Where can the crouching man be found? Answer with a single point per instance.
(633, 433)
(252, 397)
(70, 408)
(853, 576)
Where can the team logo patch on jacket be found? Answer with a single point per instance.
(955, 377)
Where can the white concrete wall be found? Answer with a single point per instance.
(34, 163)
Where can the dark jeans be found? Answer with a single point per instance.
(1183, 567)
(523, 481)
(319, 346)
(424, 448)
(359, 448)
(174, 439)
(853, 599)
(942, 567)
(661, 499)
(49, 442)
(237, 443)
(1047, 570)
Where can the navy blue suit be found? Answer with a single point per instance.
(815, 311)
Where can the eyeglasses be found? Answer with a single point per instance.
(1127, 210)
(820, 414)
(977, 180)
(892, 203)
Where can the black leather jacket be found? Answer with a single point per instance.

··········

JOB: Rescale the rows from the line with "Where can the team" through the last line of the rows, both included, and reproduce every line, including the lines that ask for points. Multiply each point coordinate by 2.25 and round it to a whole number, with halves rounded up; leave the other text unchanged.

OUTPUT:
Where can the team logo patch on jacket be found? Answer with a single point per instance.
(2149, 848)
Where can the white concrete wall be found? Answer with a single point per instance.
(77, 367)
Where can the dark jeans be found? Answer with a single point per instance.
(2662, 1276)
(1177, 1082)
(718, 779)
(954, 1008)
(808, 1008)
(392, 988)
(1919, 1348)
(2120, 1276)
(1487, 1123)
(110, 995)
(533, 997)
(2356, 1283)
Where can the navy blue suit be found? Answer with a single point per instance.
(1834, 700)
Where can the eyeglasses be found? Answer with a single point per instance.
(2536, 473)
(1845, 932)
(2198, 405)
(2007, 457)
Where can the black leather jacket be found? Answer with a single point per instance.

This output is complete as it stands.